* [Input data]
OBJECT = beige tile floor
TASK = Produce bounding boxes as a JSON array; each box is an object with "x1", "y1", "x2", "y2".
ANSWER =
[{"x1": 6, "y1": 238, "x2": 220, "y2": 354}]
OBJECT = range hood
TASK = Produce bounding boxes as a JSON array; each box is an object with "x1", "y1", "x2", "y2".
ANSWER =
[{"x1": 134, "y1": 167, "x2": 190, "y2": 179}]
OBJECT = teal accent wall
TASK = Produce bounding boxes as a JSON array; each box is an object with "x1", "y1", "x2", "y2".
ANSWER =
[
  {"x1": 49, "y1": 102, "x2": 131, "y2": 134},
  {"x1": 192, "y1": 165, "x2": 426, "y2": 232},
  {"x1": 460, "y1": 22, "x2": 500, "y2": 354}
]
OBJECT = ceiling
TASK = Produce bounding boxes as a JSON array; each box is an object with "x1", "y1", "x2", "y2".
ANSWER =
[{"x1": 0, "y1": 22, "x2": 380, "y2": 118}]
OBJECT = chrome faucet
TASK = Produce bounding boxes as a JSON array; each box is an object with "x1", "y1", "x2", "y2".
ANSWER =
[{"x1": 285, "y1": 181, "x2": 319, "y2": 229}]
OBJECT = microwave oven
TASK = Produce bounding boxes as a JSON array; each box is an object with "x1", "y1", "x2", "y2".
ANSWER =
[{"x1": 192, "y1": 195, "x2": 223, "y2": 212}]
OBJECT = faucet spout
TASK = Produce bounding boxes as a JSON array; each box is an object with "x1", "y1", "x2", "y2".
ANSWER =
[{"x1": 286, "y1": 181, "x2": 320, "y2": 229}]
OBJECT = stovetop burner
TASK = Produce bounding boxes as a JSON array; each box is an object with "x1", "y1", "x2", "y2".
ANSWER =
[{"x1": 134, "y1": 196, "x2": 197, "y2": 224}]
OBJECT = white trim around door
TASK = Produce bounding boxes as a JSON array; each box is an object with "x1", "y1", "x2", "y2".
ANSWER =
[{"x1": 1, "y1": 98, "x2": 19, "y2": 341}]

* [Your assignment] In the material above, find each line containing the word "faucet" and copy it.

* [Task response]
OBJECT = chrome faucet
OBJECT = faucet spout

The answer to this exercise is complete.